■ Supplied passage
☆ ☆ ☆ ☆ ☆ ☆ ☆
In the face of massive protests 14 Democratic legislators made a bold move to prevent a quorum and the vote that the Republican majority would win. They had to be chased down by state troopers and forced to return. During the ensuing contract negotiations, despite courageous acts of solidarity by some unions like the firefighters, state employee unions and teacher unions engaged in concession bargaining . The leadership of AFSCME Council 24 seemed willing to negotiate a 6 to 12% pay cut to save collective bargaining and dues check-off. Concessions did not go unchallenged; a Wisconsin coalition of unionists including AFSCME members, TAA members and teachers formed the Kill the Whole Bill Coalition. The leadership of the National Nurses United (NNU) demanded that workers not be scape goats for the crisis and to directly Blame Wall Street – No concessions. The call for a general strike persisted, but even among some of the left wing of the labor movement there was doubt about the outcome of such a strategy. In the absence of institutions, culture or even current language to discuss and carry out a general strike, Democratic Party leaders and union leaders did what they were used to doing and had done for a generation. They tried to make a deal. They attempted to find an acceptable route to a peaceful resolution with Republicans who were bent on their obliteration. They made a decision to go to the electoral process, appeal to the Democratic Party base and attempted to recall Walker and his conservative base. The mass movement that rallied tens of thousands workers was dissipated into the electoral process in a vain attempt to recall the Republicans.
Part 2: If the interests of workers are going to be represented one message comes out loud and clear. Michael Yates says it clearly in his introduction. Workers must effectively combat the hegemony of Wall Street by persistently and militantly educating, organizing and mobilizing working people in their work place and communities and building cultures and institutions that focus on the needs of working people and create political programs and policies grounded in compassion for the 99% and not self interest and greed of the 1%. Another lesson is that business as usually cannot continue if working class men and women are going to dig themselves out of the miserable hole that Wall Street capitalists have put them in. This means that working people of the U.S. need to break with the two-party system and build a political movement and a political party that belongs to working people not to Wall Street.
Part 3: The assault by the right wing on worker’s rights in Wisconsin highlighted the attempt to crush the remaining bastion of unionization, the public sector. But, what really comes out is how this assault is another component of an overall conservative strategy to diminish the work standards and living conditions of the majority of working people so that the rich or the 1% may increase their wealth.
☆ ☆ ☆ ☆ ☆ ☆ ☆
■ Supplied information
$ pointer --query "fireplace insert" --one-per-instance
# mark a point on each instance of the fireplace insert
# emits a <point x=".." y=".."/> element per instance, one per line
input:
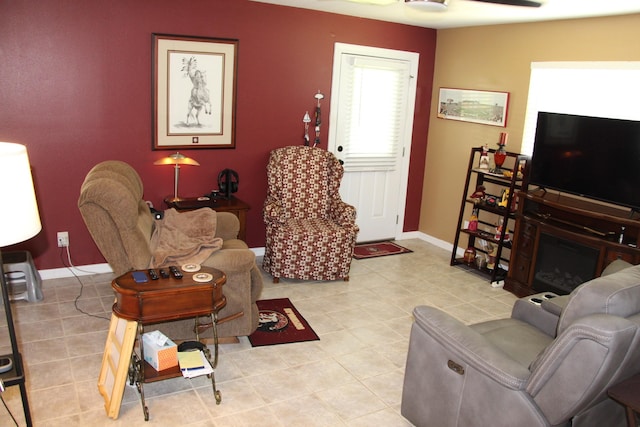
<point x="562" y="265"/>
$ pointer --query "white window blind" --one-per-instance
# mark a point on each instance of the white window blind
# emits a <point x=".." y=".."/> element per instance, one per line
<point x="373" y="104"/>
<point x="598" y="89"/>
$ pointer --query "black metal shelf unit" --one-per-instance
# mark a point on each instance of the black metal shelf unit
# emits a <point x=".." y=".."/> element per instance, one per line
<point x="511" y="177"/>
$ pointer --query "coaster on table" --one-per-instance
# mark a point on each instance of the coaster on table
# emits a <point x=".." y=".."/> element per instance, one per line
<point x="202" y="277"/>
<point x="191" y="268"/>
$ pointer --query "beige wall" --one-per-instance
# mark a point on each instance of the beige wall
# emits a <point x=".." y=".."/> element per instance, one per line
<point x="498" y="58"/>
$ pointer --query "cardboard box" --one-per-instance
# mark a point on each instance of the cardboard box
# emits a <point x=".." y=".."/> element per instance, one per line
<point x="161" y="357"/>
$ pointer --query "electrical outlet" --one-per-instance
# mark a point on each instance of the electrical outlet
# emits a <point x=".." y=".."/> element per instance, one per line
<point x="63" y="239"/>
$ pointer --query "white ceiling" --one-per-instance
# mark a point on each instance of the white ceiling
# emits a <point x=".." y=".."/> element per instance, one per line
<point x="467" y="13"/>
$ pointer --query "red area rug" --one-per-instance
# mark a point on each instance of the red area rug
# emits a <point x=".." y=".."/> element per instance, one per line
<point x="280" y="323"/>
<point x="372" y="250"/>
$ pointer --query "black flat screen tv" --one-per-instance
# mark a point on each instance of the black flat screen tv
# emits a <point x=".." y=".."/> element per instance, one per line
<point x="592" y="157"/>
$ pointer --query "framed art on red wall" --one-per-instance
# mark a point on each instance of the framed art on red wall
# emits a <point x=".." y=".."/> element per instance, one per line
<point x="475" y="106"/>
<point x="194" y="92"/>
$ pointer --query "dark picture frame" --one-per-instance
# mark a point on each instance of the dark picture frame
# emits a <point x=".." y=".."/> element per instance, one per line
<point x="474" y="106"/>
<point x="194" y="92"/>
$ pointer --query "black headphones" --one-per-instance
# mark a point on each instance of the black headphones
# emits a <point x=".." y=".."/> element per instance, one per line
<point x="228" y="181"/>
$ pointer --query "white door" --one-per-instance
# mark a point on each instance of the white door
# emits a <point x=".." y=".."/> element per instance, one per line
<point x="371" y="120"/>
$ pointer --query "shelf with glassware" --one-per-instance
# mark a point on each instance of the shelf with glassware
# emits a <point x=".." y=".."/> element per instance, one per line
<point x="488" y="211"/>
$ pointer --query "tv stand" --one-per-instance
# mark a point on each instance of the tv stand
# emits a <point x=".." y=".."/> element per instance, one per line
<point x="606" y="229"/>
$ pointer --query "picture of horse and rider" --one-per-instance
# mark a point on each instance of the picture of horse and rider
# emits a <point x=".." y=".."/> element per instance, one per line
<point x="195" y="93"/>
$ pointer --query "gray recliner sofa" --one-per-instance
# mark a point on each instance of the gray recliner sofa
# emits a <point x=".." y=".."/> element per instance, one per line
<point x="550" y="364"/>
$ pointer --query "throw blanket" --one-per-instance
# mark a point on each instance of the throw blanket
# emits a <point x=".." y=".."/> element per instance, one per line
<point x="184" y="237"/>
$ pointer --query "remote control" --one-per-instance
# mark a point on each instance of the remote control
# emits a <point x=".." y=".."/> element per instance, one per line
<point x="139" y="276"/>
<point x="176" y="272"/>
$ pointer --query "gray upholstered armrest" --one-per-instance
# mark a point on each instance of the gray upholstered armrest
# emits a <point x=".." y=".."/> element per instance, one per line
<point x="470" y="348"/>
<point x="232" y="260"/>
<point x="227" y="225"/>
<point x="537" y="315"/>
<point x="556" y="305"/>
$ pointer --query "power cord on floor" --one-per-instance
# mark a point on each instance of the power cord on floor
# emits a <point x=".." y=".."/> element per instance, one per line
<point x="71" y="268"/>
<point x="5" y="404"/>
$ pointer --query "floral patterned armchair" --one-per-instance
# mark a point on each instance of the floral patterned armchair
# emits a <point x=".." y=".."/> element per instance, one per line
<point x="310" y="231"/>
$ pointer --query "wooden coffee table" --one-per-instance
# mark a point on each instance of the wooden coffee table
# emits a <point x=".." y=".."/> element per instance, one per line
<point x="163" y="300"/>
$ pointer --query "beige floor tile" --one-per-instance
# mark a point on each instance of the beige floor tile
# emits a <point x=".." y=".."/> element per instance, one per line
<point x="352" y="376"/>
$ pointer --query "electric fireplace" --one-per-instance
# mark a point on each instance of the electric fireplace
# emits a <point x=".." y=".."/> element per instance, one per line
<point x="562" y="265"/>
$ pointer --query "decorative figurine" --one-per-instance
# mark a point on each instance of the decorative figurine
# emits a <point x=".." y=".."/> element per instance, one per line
<point x="318" y="96"/>
<point x="492" y="250"/>
<point x="501" y="153"/>
<point x="484" y="158"/>
<point x="505" y="199"/>
<point x="479" y="194"/>
<point x="306" y="120"/>
<point x="473" y="221"/>
<point x="500" y="230"/>
<point x="470" y="255"/>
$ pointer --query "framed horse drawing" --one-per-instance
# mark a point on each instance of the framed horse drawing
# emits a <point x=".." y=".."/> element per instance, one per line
<point x="194" y="92"/>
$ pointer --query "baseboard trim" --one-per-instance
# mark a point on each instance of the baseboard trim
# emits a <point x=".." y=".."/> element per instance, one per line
<point x="85" y="270"/>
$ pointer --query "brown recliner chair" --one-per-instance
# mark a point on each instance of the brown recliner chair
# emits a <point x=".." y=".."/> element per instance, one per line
<point x="121" y="225"/>
<point x="310" y="231"/>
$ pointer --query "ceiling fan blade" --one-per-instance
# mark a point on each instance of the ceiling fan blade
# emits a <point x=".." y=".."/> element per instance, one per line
<point x="526" y="3"/>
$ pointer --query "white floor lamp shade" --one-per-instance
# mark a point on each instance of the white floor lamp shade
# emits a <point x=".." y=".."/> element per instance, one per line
<point x="19" y="218"/>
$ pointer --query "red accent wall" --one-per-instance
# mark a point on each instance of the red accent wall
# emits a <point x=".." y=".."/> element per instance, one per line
<point x="76" y="90"/>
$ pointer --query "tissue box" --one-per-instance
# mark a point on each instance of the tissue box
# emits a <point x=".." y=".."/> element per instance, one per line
<point x="161" y="357"/>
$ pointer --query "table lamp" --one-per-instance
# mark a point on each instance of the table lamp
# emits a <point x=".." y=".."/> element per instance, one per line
<point x="176" y="159"/>
<point x="19" y="221"/>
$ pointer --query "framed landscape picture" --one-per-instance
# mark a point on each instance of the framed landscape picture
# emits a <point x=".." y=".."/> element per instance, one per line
<point x="194" y="92"/>
<point x="475" y="106"/>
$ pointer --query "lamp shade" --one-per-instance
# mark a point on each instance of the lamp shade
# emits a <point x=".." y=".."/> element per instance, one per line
<point x="429" y="5"/>
<point x="176" y="159"/>
<point x="19" y="218"/>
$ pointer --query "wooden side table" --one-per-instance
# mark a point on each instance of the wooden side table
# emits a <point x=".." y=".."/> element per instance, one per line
<point x="627" y="393"/>
<point x="166" y="299"/>
<point x="232" y="205"/>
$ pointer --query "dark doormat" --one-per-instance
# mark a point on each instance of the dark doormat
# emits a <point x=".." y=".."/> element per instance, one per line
<point x="372" y="250"/>
<point x="280" y="323"/>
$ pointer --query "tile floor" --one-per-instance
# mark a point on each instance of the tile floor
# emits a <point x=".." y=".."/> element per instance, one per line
<point x="351" y="377"/>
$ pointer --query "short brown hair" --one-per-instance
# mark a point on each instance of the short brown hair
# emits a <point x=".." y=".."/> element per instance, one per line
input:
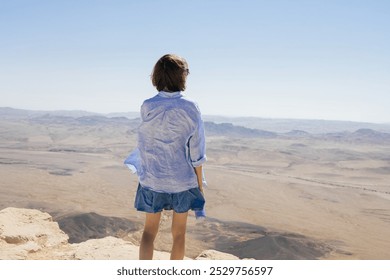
<point x="170" y="73"/>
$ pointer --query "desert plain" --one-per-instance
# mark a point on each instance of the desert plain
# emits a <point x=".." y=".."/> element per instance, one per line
<point x="270" y="194"/>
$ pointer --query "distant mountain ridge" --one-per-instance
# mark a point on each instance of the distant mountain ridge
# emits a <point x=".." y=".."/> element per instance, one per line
<point x="227" y="129"/>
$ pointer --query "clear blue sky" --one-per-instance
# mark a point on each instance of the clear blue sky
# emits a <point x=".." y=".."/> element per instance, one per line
<point x="281" y="59"/>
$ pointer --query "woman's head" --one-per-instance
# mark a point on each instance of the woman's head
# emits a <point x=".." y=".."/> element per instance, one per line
<point x="170" y="73"/>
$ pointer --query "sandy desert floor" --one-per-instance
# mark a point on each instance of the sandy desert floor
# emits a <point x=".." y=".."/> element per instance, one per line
☆ ☆ ☆ ☆ ☆ ☆ ☆
■ Set task 1
Write out every abbreviation in capital letters that appears in the passage on the Wisconsin labor fight.
■ Set task 2
Continue the passage on the Wisconsin labor fight, starting right after its last sentence.

■ Final result 1
AFSCME, TAA, NNU, U.S.

■ Final result 2
If we are to build community cultures of solidarity and institutionalize the defeat of Wall Street hegemony the working class has to build strategy that takes into account that workers are impacted in different ways depending on race, immigrant status, gender and sexual orientation. The issue of race was not as apparent in Wisconsin, but for instance, nationally blacks who are only 12.6% of the US population were 20% of public employees. The public sector is the single most important employment source for African American men and second for black women.
Researchers have attributed the greater rise in African American unemployment compared to whites to the huge layoffs in the public sector. An article by Akito Yoshikane in In These Times, reported that since January 2009, 429,000 public sector workers have lost their jobs. Public sector employment is at its lowest level since 2006, and job cuts are not stopped. This is proving disastrous to African American’s climbing out of poverty. The proposed cuts at the USPS will disproportionately affect African Americans.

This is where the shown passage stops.